-- WHAT YOU NEED TO DO --
How many lines in the items below contain the string "seed"? Case counts, so give only the number of lines where it appears with matching case.

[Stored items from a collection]
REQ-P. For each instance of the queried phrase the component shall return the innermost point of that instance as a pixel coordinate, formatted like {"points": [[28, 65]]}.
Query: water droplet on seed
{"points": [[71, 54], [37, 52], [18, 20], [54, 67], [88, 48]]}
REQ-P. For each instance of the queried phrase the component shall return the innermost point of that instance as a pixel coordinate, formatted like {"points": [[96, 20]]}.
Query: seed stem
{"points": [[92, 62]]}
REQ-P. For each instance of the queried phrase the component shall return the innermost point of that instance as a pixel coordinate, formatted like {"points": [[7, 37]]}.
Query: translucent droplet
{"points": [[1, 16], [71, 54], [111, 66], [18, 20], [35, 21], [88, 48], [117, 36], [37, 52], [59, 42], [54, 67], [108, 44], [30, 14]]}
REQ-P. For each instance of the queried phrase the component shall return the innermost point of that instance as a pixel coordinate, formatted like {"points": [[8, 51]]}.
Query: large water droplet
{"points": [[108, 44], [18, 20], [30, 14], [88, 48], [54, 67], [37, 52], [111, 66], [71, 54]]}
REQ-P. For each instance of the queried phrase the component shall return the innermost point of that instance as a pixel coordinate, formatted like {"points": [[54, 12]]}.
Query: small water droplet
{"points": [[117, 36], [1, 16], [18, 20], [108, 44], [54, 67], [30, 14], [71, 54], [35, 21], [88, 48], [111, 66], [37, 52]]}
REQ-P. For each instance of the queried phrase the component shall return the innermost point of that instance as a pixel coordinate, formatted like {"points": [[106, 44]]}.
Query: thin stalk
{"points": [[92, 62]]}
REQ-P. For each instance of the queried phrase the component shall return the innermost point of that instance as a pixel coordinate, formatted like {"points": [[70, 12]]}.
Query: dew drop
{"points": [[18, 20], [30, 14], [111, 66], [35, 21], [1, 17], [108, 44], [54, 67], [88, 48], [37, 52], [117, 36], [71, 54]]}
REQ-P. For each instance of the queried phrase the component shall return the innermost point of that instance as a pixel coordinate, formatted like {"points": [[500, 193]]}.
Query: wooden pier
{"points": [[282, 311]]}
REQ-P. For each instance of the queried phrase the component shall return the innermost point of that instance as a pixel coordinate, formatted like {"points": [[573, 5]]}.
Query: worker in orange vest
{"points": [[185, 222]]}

-- RESULT FOR THIS EXERCISE --
2